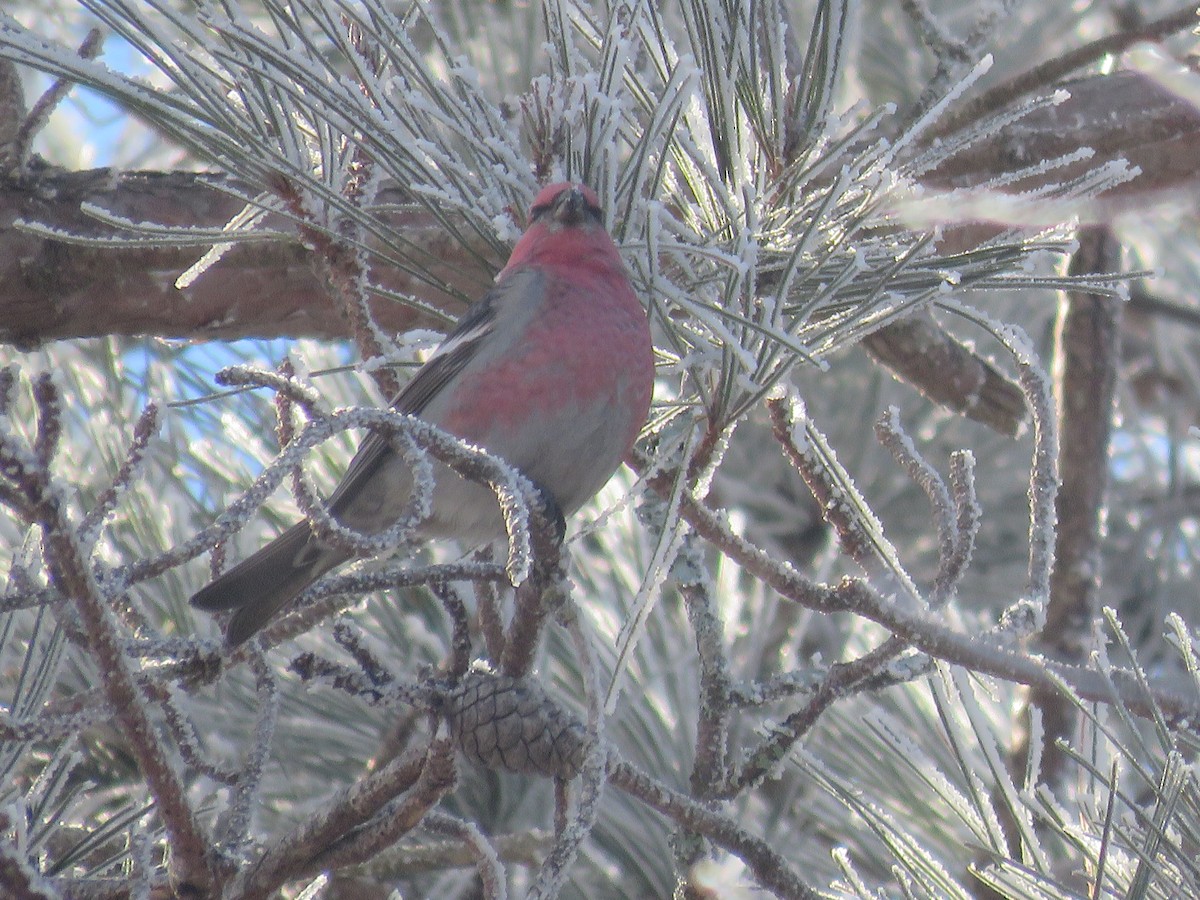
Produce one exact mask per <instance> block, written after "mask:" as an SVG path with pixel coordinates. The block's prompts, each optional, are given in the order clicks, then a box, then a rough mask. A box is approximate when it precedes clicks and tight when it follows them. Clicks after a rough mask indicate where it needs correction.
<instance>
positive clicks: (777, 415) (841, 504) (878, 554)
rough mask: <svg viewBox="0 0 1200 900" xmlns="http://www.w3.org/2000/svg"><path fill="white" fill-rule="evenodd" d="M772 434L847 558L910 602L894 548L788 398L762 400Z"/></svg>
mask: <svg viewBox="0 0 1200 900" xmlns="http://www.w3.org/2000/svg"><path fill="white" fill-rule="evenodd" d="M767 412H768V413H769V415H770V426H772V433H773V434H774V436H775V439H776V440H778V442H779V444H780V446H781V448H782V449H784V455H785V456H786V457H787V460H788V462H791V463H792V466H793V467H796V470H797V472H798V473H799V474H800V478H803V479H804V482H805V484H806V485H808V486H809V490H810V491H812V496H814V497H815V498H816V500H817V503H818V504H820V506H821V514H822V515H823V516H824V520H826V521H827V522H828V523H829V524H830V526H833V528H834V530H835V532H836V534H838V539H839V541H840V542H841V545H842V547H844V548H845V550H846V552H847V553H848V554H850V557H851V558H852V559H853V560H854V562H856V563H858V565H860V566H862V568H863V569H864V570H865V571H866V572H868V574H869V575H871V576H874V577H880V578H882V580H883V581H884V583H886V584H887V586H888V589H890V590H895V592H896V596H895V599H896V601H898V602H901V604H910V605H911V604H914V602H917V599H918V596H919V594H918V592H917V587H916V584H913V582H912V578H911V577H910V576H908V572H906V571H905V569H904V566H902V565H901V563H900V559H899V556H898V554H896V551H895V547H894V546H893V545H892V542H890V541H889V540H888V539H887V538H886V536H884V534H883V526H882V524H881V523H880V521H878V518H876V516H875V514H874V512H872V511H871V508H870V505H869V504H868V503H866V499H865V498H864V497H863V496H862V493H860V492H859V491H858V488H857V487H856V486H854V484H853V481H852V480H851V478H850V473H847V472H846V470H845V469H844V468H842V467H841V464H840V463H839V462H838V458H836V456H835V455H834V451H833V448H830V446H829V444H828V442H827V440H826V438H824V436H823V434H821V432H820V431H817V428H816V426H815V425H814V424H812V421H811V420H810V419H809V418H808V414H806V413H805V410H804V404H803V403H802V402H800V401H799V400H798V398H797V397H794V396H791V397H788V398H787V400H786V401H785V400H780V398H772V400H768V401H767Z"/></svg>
________________________
Count the lines in the items above that contain the string "clicks", treating uppercase and lowercase as different, and give only the number.

■ **The answer**
2